Copy the listing below verbatim, from its first line through the line that contains "point(348, 293)", both included.

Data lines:
^^^^

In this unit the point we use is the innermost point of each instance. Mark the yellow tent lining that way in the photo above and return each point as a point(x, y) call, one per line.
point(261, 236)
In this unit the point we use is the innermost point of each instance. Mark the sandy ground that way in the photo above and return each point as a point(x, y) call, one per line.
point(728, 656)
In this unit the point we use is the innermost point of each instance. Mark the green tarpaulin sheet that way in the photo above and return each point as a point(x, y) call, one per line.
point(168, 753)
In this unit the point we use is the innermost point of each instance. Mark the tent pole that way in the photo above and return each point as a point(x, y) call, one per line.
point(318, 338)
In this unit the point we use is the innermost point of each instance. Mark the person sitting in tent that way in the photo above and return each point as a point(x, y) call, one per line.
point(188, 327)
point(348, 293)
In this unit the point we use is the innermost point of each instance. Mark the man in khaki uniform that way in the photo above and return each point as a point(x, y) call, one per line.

^^^^

### EXPECTED ANSWER:
In this unit the point we use is the innermost point of each instance. Mark the yellow tent lining that way in the photo above and return each point as a point(x, y) call, one per line.
point(261, 236)
In this unit the point we use is the innermost point of each instance. Mark the sandy ground that way in the photo above and return each point as a point(x, y) call, one per line.
point(728, 656)
In this unit the point we use is the innermost point of each instance. Mark the green tarpaulin sheet that way in the photo above and return each point as a point(x, y) call, one per line.
point(168, 753)
In this unit the point we use is the innermost point of each instance. Mark the tent pole that way in the photo above and return each point as a point(x, y) call, one per line.
point(318, 338)
In this unit the point we use is the innermost point of each instance. Mark the person sitting in tent that way in the photo above and return each point as a point(x, y) call, one per line.
point(188, 327)
point(348, 293)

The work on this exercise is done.